**ESTRATTO DELLA FONTE:**

= = = =

Come prima cosa (o ultima della notte), mi alzo per l'aurora, quando le nuvole si sono dissolte e finalmente il Disgrazia si tinge d'arancio. Rischio di perdere l'ouverture, perché devo ordinare le masserizie prima degli scatti, in quanto alle 6 l'israeliano e l'americano devono fare colazione e il mio letto deve essere riposto. Scatto anche con il cellulare per mandare una cartolina a casa.
Dopo le foto, attendo le 7 per fare colazione con Ambrogio e Luciano, che poi sono molto più frugali e rapidi di me. Oltre all'ordinario, prendo anche una fetta di torta paesana, una torta contadina della Brianza con pane raffermo, latte, cioccolato e pinoli. La mattina è insolitamente calda e senza vento. I gestori ricordano ripetutamente quella volta che aveva soffiato a 120 km/h ed erano stati costretti a portare tutto dentro, per non ritrovarlo a valle. Ho la gola irritata e lo attribuisco alla legna della stufa, ma poi scoprirò di avere un bel raffreddore, che mi perseguiterà per qualche giorno. Chissà se anch'io ho il COVID, o Omicron o come si dovrebbe chiamare adesso, come la fidanzata, che dopo un primo tampone negativo stamane ne fa uno positivo: certo non scendo a Chiesa a farne uno, ma passo tutto sotto silenzio, tanto i controlli ormai sono laschi. Non riesco a capire dove posso aver preso questo virus, qualunque sia, perché sono stato all'aperto tutto il giorno e ho dormito da solo, né ho visto altra gente con sintomi; sul bus per Chiesa l'obbligo di mascherina era rispettato.

= = = =

Voci di dati archiviate:
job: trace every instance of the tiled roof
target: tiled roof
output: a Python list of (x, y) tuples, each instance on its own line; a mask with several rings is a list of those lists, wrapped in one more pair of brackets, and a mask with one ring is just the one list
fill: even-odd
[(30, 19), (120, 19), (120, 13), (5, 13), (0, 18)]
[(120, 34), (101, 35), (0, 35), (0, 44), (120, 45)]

= = = =

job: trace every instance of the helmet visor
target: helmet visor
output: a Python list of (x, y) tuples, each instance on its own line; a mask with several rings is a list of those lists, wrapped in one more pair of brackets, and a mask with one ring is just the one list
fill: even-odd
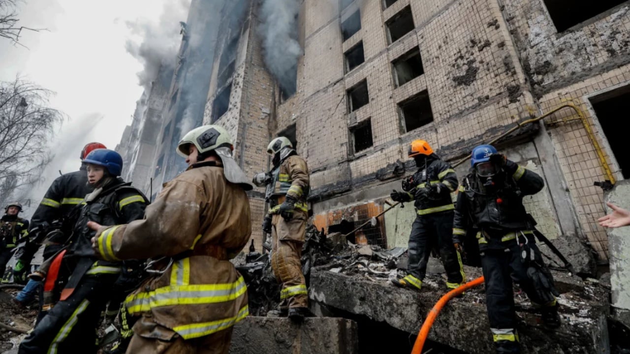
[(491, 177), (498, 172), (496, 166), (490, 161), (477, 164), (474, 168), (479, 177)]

= = = =

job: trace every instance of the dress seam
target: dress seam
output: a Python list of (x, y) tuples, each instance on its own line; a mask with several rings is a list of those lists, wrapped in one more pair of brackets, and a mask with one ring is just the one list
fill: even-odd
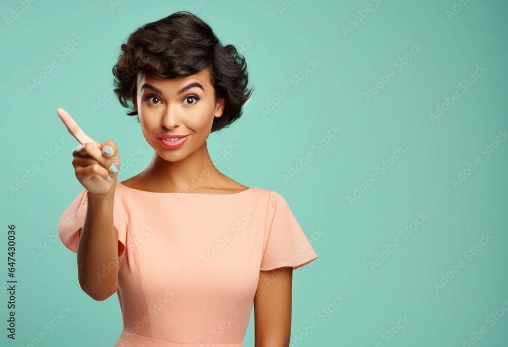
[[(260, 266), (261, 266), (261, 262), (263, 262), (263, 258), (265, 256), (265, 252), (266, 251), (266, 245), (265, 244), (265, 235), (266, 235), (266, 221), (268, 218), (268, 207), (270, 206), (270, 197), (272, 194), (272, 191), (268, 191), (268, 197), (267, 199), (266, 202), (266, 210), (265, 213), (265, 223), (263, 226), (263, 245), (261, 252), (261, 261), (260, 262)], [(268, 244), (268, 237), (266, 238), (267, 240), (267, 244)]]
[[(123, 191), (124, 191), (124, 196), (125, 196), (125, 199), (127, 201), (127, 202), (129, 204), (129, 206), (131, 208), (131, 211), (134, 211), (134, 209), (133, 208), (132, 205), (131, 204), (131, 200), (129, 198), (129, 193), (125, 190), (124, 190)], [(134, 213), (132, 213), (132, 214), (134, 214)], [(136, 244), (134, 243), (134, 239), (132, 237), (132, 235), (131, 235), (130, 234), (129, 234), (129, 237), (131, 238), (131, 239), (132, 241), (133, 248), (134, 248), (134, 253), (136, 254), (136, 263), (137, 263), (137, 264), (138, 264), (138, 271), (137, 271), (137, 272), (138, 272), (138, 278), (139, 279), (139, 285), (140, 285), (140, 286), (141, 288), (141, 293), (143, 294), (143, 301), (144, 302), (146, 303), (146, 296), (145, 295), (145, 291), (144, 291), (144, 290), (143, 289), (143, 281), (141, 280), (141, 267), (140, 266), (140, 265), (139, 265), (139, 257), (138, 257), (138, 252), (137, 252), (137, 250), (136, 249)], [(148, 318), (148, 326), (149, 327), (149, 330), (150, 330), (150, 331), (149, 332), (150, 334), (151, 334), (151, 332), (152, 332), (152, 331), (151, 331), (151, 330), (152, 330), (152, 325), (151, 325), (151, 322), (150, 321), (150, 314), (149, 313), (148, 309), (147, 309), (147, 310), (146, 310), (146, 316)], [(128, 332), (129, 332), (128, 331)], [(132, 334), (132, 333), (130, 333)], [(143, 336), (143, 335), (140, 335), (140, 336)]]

= = = =

**CONSEGNA DELL'ESERCIZIO:**
Risponda alle seguenti domande sull'estratto della fonte:
1. A che ora devono fare colazione l'israeliano e l'americano?
2. Con quali ingredienti è fatta la torta paesana?
3. A quale velocità aveva soffiato il vento nell'episodio ricordato dai gestori?

**SOLUZIONE:**
1. Alle 6.
2. Pane raffermo, latte, cioccolato e pinoli.
3. A 120 km/h.